> **Trecho da página**
============================================================
A competência da Assembleia Geral da OEA está prevista no Art. 54, alínea ‘a’, da Carta da OEA estando expressamente previsto que compete a ela “decidir a ação e as políticas gerais da Organização”, abarcando a competência para avaliar o respeito aos DH por parte dos Estados membros.

Imperioso destacar que, em que pese a Carta da OEA não preveja de forma expressiva a competência para a Assembleia propor sanções coletivas pelo descumprimento dos preceitos da OEA, esse comportamento repressor é verificado na prática da Assembleia. Fator determinante dessa atuação coercitiva foi a ruptura democrática ocorrida no Haiti em 1991 com o golpe militar contra o Presidente eleito Jean Bertrand Aristide.

No caso, a Comissão enviou uma delegação para verificação in loco, e após esta, por meio da Comissão Permanente, editou a Resolução nº 1/91, pela qual condenou a ruptura democrática adotando como sanção a suspensão de todas as relações econômicas, financeiras e comerciais dos países membros da OEA com o Haiti, bem como a suspensão do fornecimento de todo tipo de material militar.

Na sequência, houve o recrudescimento das medidas através da Resolução nº 2/91 em que houve a adoção de medidas de monitoramento dos embargos econômicos, com pedido aos Estados-membros que negassem acesso ao Haiti a portos de cargueiros e aviões. Ainda, solicitou-se o cancelamento dos vistos dos membros golpistas do governo, bem como o congelamento de haveres nos países da região.

O golpe Haitiano foi o acontecimento final para que ocorresse a alteração da Carta da OEA, em 1992, com o Protocolo de Washington, o qual alterou o Art. 9 para que passasse a contar a previsão expressa de suspensão de qualquer Estado-membro cujo governo tenha sido destituído pela força. Contudo, tal suspensão somente ocorreria após a infrutífera negociação diplomática, a fim de restabelecer a democracia representativa no Estado-membro afetado.
============================================================
> **Dados do exercício**
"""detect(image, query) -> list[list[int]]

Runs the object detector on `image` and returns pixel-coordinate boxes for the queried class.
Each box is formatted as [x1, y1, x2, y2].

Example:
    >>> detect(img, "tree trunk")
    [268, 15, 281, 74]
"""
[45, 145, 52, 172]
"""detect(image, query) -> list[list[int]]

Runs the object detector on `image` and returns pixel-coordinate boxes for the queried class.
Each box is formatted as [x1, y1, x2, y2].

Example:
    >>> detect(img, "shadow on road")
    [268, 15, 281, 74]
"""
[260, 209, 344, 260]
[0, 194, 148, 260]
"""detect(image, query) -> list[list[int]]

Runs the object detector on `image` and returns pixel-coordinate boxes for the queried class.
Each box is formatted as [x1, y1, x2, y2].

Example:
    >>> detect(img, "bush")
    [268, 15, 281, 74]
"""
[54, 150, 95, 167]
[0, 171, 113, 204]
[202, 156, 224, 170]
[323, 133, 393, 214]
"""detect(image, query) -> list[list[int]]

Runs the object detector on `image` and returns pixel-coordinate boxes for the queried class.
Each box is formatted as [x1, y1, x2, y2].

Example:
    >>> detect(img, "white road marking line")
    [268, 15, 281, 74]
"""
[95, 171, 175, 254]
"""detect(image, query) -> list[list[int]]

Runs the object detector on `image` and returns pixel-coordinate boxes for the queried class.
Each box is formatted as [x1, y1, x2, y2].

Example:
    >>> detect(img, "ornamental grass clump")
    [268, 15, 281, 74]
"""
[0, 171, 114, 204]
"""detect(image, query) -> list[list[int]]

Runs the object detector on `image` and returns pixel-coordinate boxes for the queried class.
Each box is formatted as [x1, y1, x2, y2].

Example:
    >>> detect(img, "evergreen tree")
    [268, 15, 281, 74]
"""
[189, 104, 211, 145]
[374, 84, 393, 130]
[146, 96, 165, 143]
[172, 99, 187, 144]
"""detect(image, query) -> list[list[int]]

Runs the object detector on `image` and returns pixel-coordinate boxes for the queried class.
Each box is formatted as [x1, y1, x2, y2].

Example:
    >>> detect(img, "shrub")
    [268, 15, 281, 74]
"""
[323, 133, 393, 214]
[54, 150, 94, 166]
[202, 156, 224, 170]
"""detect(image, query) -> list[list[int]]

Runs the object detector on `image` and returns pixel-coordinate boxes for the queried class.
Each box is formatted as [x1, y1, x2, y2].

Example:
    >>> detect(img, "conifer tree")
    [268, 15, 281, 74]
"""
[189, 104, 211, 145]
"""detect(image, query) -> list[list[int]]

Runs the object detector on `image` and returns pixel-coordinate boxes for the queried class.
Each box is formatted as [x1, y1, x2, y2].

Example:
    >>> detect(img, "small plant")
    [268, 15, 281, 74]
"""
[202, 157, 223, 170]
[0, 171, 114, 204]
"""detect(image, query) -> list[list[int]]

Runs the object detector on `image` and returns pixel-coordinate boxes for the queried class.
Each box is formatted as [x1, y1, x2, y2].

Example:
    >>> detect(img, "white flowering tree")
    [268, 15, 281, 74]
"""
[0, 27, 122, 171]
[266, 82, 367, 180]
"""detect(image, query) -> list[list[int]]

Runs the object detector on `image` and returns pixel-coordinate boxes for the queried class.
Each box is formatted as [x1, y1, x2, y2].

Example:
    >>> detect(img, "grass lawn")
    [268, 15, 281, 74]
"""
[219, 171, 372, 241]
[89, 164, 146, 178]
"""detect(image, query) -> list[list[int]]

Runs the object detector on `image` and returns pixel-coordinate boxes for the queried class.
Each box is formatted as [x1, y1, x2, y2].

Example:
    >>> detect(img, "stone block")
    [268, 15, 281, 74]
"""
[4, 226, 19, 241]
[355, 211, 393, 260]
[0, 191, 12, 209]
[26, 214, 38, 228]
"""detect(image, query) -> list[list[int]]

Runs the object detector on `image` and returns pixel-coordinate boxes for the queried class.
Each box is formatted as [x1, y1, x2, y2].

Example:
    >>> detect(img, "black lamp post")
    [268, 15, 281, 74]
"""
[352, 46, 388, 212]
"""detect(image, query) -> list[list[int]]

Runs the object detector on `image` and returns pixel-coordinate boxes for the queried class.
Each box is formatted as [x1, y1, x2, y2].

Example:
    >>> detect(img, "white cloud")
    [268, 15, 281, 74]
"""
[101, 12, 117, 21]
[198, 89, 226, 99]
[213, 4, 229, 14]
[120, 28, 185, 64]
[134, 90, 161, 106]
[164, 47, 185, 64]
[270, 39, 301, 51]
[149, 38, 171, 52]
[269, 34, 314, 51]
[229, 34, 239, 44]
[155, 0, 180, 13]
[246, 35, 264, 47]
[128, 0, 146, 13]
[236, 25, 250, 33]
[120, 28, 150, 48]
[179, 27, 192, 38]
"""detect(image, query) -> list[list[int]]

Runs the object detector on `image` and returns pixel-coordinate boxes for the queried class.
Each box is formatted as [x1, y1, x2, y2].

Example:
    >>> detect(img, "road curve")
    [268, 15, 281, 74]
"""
============================================================
> **Exercícios propostos**
1. Informe quantas linhas dos dados acima contêm a sequência "tree", levando em conta a distinção entre maiúsculas e minúsculas. Responda apenas com o número.
2. Prossiga o texto sobre a OEA a partir da última frase apresentada.
As linhas acima não guardam nenhuma relação com o texto sobre a OEA.

> **Respostas**
1. 4

2.
A Comissão Interamericana de Direitos Humanos tem como função proceder ao juízo de admissibilidade das petições ou comunicações apresentadas, sendo também sua competência a propositura de ações por violações de DH. Nas palavras de Ramos (2012, p. 198):

A Comissão é o órgão ao qual incumbe a promoção e a averiguação do respeito e a garantia destes direitos fundamentais. Pode elaborar estudos e ofertar capacitação técnica aos Estados. Pode também criar relatorias (similares às relatorias do mecanismo extra convencional onusiano), dirigidos pelos Comissários, cujos relatórios serão submetidos à Assembleia Geral da OEA. Além disso, pode efetuar visitas de campo, a convite do Estado interessado.

A apresentação de petições que contenham denúncias ou queixas de violações por Estados à Comissão pode ser feita pelo indivíduo ou grupo de pessoas, entidade não governamental legalmente reconhecida em um ou mais Estados-membros da Organização nos termos do Art. 44 da Convenção Americana. Os pressupostos de admissibilidade das petições ou queixas estão expressos no Art. 46, § 1º, da Convenção. São eles:

a) que hajam sido interpostos e esgotados os recursos da jurisdição interna, de acordo com os princípios de direito internacional geralmente reconhecidos;

b) que seja apresentada dentro do prazo de seis meses, a partir da data em que o presumido prejudicado em seus direitos tenha sido notificado da decisão definitiva;

c) que a matéria da petição ou comunicação não esteja pendente de outro processo de solução internacional;

d) que, no caso do Art. 44, a petição contenha o nome, a nacionalidade, a profissão, o domicílio e a assinatura da pessoa ou pessoas ou do representante legal da entidade que submeter a petição.

Desses requisitos de admissibilidade, importa frisar que a condição de esgotamento dos recursos internos tem sido interpretada de forma restritiva privilegiando sempre o acesso do indivíduo às instâncias internacionais. Destarte regra possui grande aceitação no Direito Internacional em razão do seu posicionamento de redutor de tensões entre os Estados; isso porque, por estar diante de violações dos Direitos Humanos, exige-se uma postura ativa dos Estados provendo recursos internos aptos a reparar possíveis danos causados.

Relembra Ramos (2013, p. 227) que, na década de 70, o tema acima voltou ao debate na Corte IDH, tendo então pacificado entendimento de que a exceção de admissibilidade por ausência de esgotamento dos recursos internos (administrativos ou judiciais) deveria ser utilizada pelo Estado no procedimento perante a Comissão Interamericana de DH.

Assim, se o Estado não eleva tal requisito durante o procedimento, entende-se que ocorreu a desistência tácita dessa objeção. Ultrapassado esse momento processual adequado, o Estado não poderá alegar a falta de esgotamento sob pena de violação ao princípio estoppel, que preceitua a vedação do Estado se comportar contrário a sua conduta anterior – non concedit venire contra factum proprium.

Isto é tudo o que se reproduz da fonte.